→ Selected excerpt
++++++++

The Great Escape in Brighton is one of the UK’s best showcases for new artists, but it’s also a chance for the industry to discuss some of the new technologies that could have an impact on those musicians’ careers. Yesterday, the focus was on artificial intelligence (AI) – particularly around AI that can create music or be used as a creative foil by human artists.
Organised by Complete Music Update (CMU) a day of panels kicked off with a spirited session of definitions from the academic world, in the shape of Margaret Boden from the University of Sussex – who has been involved in AI for decades – and Marcus O’Dair from Middlesex University.
Boden stressed the long history of AI. “The excitement at the moment, which is very understandable because AI can do things now it couldn’t do even five years ago… but the ideas, the algorithms if you like, which are doing that were worked out 25 years ago,” she said.
“What’s happened is the computers have got more powerful, more fast, and the storage of data has absolutely rocketed. So things can be done in practice now which they couldn’t be done before, but the theory of how they could be done in principle is at least 25 years old.”

++++++++

→ Extracted data
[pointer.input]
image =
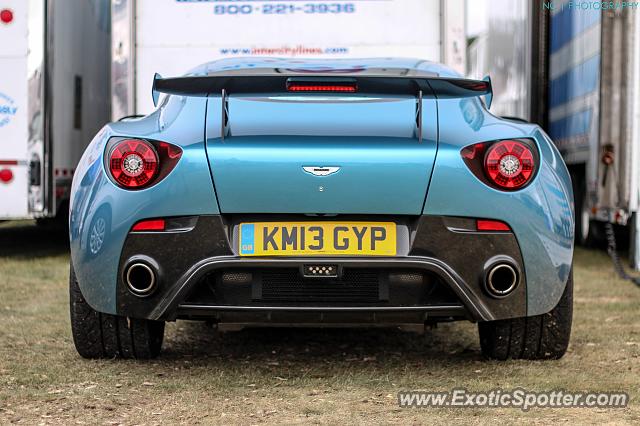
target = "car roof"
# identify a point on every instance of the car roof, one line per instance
(357, 66)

++++++++

→ Exercises
(a) Name every organization mentioned in the article on AI at The Great Escape.
(b) Carry on writing the article on AI at The Great Escape, beginning after its final sentence.

→ Responses to the exercise
(a) Complete Music Update (CMU), University of Sussex, Middlesex University

(b)
She also provided a useful definition of AI at its broadest level – “trying to get computers to do the sorts of things that human minds do” from translating language and recognising faces in a batch of photographs to playing chess and making music.
Boden also stressed that the history of AI research has been as much about our brains as it has been about the intelligence of algorithms.
“It gives us a way about thinking about how our minds work: what our brain is doing when we do whatever we do… and about what it is for people to have different personalities,” she said.
“What is it that AI has taught us? The most important thing it has taught us is the enormous – and previously totally unrealised – subtlety, richness and power of human minds… it’s taught us a great deal about ourselves. Plus, of course, providing lots of gizmos that have made some people rich. But I don’t care as much about those things!”
Boden was in no doubt that computers can be creative, citing Google’s AlphaGo software, which not only beat the human world-champion at the ancient Chinese board game, but also came up with some moves that humans had never thought to play before.
“If that doesn’t count as creativity, I don’t know what does, because the people who built the system didn’t know about it,” she said, before turning her attention to AIs creating music.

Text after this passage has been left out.